- [Task prompt]:
Your task is to quote the records from their first line through the line containing "column 356, row 228", with nothing added or left out.

- [Available data]:
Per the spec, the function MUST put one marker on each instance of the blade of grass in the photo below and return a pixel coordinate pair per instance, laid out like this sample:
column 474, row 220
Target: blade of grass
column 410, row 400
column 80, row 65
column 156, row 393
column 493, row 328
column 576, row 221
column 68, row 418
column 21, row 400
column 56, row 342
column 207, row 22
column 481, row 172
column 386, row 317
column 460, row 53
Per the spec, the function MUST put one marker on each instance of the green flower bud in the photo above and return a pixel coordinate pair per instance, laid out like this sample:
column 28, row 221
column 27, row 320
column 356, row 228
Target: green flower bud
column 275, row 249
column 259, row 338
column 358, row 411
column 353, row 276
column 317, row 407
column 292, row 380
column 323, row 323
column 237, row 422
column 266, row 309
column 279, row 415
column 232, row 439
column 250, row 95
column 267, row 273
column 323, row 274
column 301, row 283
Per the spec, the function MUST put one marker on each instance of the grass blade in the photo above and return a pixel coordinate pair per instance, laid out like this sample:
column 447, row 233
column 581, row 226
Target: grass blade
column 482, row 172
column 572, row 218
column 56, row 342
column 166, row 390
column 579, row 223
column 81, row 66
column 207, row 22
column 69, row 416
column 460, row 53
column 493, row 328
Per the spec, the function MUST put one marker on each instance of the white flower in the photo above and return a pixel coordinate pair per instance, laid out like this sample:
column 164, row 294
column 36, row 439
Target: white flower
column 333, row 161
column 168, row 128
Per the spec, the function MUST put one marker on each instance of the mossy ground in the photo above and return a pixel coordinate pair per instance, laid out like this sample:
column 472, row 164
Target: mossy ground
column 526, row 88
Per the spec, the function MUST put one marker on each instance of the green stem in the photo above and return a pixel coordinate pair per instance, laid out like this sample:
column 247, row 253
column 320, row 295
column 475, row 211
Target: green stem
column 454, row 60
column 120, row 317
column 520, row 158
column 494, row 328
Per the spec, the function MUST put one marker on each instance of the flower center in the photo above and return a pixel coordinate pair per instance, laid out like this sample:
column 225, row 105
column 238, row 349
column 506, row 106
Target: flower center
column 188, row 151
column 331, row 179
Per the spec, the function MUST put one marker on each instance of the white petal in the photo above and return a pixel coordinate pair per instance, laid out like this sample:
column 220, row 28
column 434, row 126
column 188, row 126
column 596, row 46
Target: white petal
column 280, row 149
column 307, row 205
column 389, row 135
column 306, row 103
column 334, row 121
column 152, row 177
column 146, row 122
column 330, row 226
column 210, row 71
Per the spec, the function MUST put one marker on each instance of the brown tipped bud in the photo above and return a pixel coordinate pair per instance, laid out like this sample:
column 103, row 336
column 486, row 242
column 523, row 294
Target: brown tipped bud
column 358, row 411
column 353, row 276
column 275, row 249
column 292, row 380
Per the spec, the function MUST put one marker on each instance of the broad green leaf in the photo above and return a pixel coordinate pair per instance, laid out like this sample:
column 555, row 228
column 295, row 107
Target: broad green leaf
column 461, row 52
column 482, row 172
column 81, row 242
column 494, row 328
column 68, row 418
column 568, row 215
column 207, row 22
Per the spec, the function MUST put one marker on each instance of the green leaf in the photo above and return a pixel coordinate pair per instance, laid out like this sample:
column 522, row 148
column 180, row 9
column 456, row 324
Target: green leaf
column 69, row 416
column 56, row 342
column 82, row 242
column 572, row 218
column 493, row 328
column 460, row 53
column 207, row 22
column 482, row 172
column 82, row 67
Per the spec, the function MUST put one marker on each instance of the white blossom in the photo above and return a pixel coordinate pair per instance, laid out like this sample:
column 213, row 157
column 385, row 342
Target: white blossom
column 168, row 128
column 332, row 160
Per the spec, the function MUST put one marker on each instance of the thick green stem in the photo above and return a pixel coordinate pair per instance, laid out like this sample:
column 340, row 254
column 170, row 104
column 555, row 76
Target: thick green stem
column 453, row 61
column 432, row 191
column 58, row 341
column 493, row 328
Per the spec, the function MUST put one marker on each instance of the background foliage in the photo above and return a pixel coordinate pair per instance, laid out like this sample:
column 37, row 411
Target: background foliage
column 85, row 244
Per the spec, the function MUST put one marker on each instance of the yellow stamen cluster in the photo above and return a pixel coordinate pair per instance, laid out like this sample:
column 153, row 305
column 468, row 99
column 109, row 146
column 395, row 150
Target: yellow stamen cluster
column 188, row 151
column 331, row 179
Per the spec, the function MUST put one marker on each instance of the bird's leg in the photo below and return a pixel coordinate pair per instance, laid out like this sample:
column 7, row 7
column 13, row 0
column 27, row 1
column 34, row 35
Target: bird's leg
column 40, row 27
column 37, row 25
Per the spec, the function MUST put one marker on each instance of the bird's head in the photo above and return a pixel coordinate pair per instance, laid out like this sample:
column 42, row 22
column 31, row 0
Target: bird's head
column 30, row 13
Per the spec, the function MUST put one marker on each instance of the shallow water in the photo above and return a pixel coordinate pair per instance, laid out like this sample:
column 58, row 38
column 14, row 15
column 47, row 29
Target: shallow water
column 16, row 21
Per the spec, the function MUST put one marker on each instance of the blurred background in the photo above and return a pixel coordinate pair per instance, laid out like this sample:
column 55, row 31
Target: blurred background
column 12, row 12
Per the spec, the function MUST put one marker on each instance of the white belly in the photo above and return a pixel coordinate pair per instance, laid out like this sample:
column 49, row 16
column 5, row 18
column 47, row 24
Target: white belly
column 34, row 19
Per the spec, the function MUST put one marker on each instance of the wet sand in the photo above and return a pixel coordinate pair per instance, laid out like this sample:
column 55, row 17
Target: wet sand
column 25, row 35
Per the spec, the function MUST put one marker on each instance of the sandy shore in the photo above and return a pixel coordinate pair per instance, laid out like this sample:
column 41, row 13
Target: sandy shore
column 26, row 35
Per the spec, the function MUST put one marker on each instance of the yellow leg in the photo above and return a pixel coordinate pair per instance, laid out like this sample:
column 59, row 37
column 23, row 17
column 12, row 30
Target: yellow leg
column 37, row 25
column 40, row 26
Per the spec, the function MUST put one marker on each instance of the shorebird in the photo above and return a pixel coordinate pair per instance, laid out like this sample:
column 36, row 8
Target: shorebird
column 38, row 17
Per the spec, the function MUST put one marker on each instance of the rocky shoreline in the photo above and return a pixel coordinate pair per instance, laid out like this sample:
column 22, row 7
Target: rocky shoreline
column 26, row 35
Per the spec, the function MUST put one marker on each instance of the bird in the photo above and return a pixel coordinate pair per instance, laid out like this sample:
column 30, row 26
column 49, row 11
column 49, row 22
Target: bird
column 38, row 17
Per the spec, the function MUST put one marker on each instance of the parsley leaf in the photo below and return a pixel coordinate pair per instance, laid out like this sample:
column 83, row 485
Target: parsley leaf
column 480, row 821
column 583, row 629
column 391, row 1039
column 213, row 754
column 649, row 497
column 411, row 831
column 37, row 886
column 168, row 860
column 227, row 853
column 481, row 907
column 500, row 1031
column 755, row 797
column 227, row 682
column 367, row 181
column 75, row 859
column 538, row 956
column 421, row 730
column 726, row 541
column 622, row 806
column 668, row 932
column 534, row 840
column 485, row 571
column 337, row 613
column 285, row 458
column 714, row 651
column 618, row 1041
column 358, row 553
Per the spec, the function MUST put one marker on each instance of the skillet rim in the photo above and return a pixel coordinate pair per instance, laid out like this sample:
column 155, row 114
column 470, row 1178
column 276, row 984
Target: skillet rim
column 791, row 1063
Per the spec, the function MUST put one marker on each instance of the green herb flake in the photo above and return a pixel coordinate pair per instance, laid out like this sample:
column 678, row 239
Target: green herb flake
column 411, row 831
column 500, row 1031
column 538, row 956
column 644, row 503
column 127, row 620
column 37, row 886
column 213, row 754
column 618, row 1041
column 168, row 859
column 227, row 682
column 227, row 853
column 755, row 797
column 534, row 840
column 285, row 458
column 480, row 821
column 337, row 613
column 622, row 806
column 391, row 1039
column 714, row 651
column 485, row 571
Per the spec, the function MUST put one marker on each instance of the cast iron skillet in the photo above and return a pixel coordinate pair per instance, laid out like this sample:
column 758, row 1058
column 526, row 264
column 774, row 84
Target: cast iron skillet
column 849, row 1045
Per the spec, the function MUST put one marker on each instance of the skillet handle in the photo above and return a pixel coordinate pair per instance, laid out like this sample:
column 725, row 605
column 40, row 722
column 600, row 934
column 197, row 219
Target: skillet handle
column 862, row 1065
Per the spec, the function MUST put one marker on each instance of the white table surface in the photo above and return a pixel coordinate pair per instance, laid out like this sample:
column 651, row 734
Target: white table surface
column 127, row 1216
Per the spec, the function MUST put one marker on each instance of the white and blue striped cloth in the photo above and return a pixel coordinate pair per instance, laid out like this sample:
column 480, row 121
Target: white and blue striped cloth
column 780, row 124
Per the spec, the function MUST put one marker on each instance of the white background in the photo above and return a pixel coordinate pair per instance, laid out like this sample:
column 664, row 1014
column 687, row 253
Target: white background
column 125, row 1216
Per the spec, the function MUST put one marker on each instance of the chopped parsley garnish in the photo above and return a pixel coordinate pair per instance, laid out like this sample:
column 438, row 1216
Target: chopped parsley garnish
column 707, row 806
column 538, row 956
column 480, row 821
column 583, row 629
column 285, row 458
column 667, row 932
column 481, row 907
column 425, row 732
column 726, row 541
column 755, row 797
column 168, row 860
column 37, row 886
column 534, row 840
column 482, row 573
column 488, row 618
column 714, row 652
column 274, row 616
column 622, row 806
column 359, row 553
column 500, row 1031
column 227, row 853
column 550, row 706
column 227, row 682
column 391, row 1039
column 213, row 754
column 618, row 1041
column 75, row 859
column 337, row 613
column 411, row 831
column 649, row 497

- [Finished task]:
Per the spec, the function MUST put one marker on each instance of the blade of grass in the photo below and return a pixel coordinate pair per instance, laid out like this sample:
column 474, row 220
Target: blade of grass
column 410, row 400
column 80, row 65
column 156, row 393
column 493, row 328
column 576, row 221
column 68, row 418
column 21, row 400
column 56, row 342
column 207, row 22
column 481, row 172
column 386, row 317
column 460, row 53
Per the spec, the function MUST put one marker on each instance of the green flower bud in the photo above and return a pixel coordinate pair per instance, laid out like this sample:
column 28, row 221
column 27, row 320
column 356, row 228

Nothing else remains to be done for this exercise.